DOCUMENT |
= = = = = = =

Friday, January 9, 2015

The Campground in the Little Belt Mountains

There’s a magical feeling I recall when I think back on that trip, the one I got when we were gathered around our campfire in the early evening as a light summer rain fell through the dying embers of the day’s sunshine on our camp in the Little Belt Mountains of Montana on our way to Sturgis in 1995.  We were listening to Craig Chaquico’s “Sacred Ground” from the Harley Davidson Road Songs cd on L.C.’s stereo as the rain fell and dissipated the heat of the day around us.  Something about the light and the music combined to form something special.  Then reality set in.
Our day had begun in the KOA campground in Glacier, Montana.  The five of us had decided to vary the routine that year by taking Highway 2 out of Washington State through Glacier Park, then cruising the back roads of Montana down to rejoin I-90 and the parade of bikers headed for Sturgis by the direct route.  It was our third day out.  It began when my bike wouldn’t start when we were packed and headed to breakfast.  I sent them on ahead while I fiddled with the starter relay and caught up shortly when that worked.  The old girl gave me a scare that day, but never let me down when it counted, then or later.
Breakfast was in a bar, of course.  Everything in Montana happens in a bar, (except for the Tastee-Freeze in Laurel, which serves the best biscuits and gravy in the whole state, but that’s another story), in a bar, or on the road.  After breakfast we saddled up and headed out into the morning, always the best part of a day on the road.  First thing we did was head up the Going-To-The-Sun Road, and we caught perfect weather.  If you’ve ridden that section in bad weather, as I have, it can be nasty, but in the warm sunshine it is impressive.  You can see the handiwork of thousands of farm boys from across the Midwest who the government put to work doing something useful, with lasting results.  Their work is evident in the scattered National Park Lodges, great timbered structures that drop your jaw every time you walk in the door, and hidden in the roads that lead to Sturgis and Mount Rushmore.
  On the way out of the park, we bore right at Browning and took Highway 89 south and east to Livingston.  This is a classic forested beautiful two-lane highway with few people living along it, the type for which Montana is famous.  No speed limits, no traffic, no cops – a biker’s paradise, and, at the end, a good lunch at a nice little bar in downtown Great Falls.  That’s where we made our critical mistake.

= = = = = = =

RECORD EXTRACTS |
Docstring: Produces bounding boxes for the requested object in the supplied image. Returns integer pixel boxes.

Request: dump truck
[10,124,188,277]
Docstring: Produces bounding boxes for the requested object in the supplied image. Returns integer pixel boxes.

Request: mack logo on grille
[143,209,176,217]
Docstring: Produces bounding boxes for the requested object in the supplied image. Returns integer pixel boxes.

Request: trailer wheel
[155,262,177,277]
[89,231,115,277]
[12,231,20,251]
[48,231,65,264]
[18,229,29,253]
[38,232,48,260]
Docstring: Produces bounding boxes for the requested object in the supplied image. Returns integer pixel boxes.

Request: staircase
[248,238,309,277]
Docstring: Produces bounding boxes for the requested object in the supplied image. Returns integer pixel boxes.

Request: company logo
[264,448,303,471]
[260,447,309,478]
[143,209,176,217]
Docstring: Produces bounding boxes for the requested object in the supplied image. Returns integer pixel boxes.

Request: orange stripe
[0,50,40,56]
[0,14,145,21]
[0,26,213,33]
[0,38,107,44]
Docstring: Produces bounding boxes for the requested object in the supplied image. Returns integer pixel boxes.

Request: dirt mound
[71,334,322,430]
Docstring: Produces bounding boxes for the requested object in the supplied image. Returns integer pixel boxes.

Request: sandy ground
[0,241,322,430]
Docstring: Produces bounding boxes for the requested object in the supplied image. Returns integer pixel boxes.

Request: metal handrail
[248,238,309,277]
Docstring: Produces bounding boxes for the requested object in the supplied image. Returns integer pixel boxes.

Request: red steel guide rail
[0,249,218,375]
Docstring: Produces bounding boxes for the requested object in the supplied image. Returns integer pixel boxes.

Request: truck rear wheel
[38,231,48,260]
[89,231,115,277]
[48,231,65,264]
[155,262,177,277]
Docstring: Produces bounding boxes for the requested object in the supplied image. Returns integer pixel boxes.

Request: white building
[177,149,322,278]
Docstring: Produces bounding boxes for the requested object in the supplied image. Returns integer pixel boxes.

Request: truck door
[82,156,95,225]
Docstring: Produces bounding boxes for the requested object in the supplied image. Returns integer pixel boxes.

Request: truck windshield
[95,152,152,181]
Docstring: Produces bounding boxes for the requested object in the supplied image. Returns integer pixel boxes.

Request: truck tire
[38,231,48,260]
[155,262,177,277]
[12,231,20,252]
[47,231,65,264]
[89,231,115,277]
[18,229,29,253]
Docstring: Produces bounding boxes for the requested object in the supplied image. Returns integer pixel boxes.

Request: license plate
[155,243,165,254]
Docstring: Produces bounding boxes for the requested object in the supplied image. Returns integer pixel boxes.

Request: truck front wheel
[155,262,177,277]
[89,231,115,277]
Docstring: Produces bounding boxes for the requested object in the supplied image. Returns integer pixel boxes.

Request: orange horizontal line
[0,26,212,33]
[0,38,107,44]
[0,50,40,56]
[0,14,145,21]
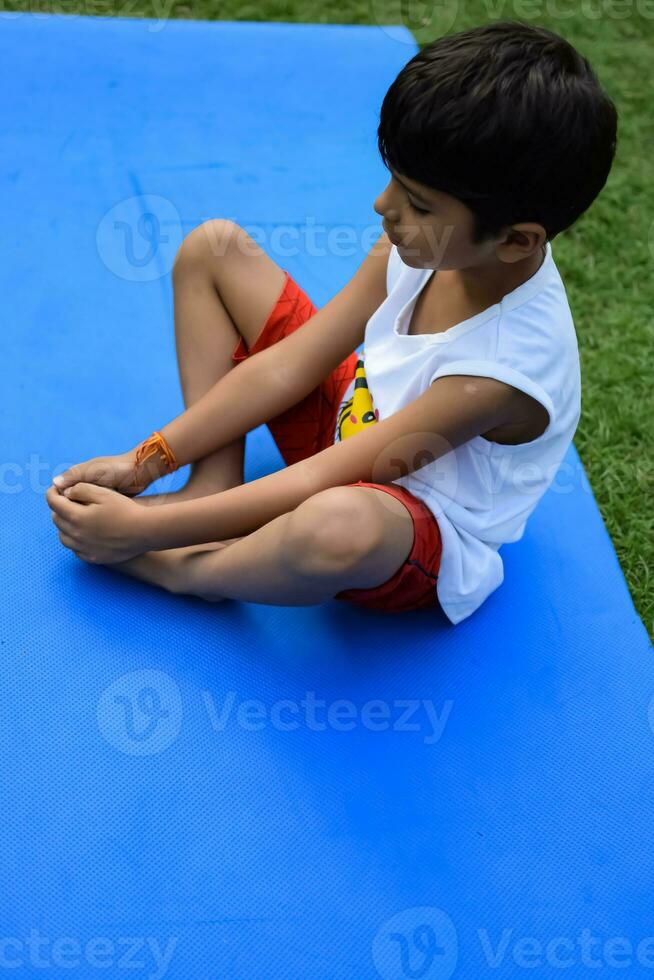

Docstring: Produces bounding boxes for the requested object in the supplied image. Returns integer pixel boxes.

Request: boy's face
[373,170,497,269]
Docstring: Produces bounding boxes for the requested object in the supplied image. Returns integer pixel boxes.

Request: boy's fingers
[64,483,102,504]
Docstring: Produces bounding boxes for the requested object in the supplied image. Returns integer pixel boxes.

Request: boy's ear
[497,221,547,262]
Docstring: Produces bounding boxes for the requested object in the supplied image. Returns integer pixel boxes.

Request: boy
[47,21,617,623]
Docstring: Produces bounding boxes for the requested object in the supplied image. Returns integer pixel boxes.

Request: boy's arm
[141,375,525,551]
[152,232,391,475]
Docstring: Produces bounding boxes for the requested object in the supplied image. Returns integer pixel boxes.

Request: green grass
[6,0,654,637]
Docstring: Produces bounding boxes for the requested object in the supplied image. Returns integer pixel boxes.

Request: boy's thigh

= = = = = = =

WRITTEN INSTRUCTION A |
Answer each question from the post about the Little Belt Mountains campground, one answer per line:
(i) Which song was playing at the campfire, and from what cd?
(ii) Where did the group's day begin?
(iii) Where did they eat lunch?
WRITTEN INSTRUCTION B | Condense the paragraph that begins "Our day had begun" in the post about the Little Belt Mountains campground, keeping its main facts.
WRITTEN INSTRUCTION C | Write what comes next in the post about the Little Belt Mountains campground, picking up after its final sentence.

EXPECTED OUTPUT A |
(i) Craig Chaquico's "Sacred Ground," from the Harley Davidson Road Songs cd.
(ii) At the KOA campground in Glacier, Montana.
(iii) At a nice little bar in downtown Great Falls.

EXPECTED OUTPUT B | The third day of the trip began at the KOA campground in Glacier, Montana. That year the five riders changed their usual route. They took Highway 2 from Washington State through Glacier Park and then followed Montana back roads to rejoin I-90 and the bikers heading to Sturgis. When they were packed and ready for breakfast, the narrator's bike would not start. The others went ahead while the narrator worked on the starter relay, got the bike running and soon caught up. The bike never failed when it counted.

EXPECTED OUTPUT C |
Leaving Great Falls on 89 you literally ride off the end of the earth.  There’s a valley that starts outside of town where the cliff wall drops a few miles abruptly, and, as you approach the cliff at 60 miles an hour and wonder where the road is, the downhill right that starts the switchbacks gets close enough to make you hold your breath and cover your brake until you see it.
We rode across that valley until early evening, then pulled into the first roadside campground we found as we left the grasslands and headed into the Little Belts.  Our mistake was, when we left Great Falls we were full of food and beer and just assumed there would be a place to stop for dinner, not a good assumption in the back hills of Montana.  When we arrived at what proved to be our campsite, it was early evening and a squall was forming over the mountains that promised to drive us into our tents for the night.  We held a quick conference by the fire.  Everyone was tired, we were miles from anywhere, and we had no food, and a little water.  I volunteered to run down the road a few miles and look for a truck stop.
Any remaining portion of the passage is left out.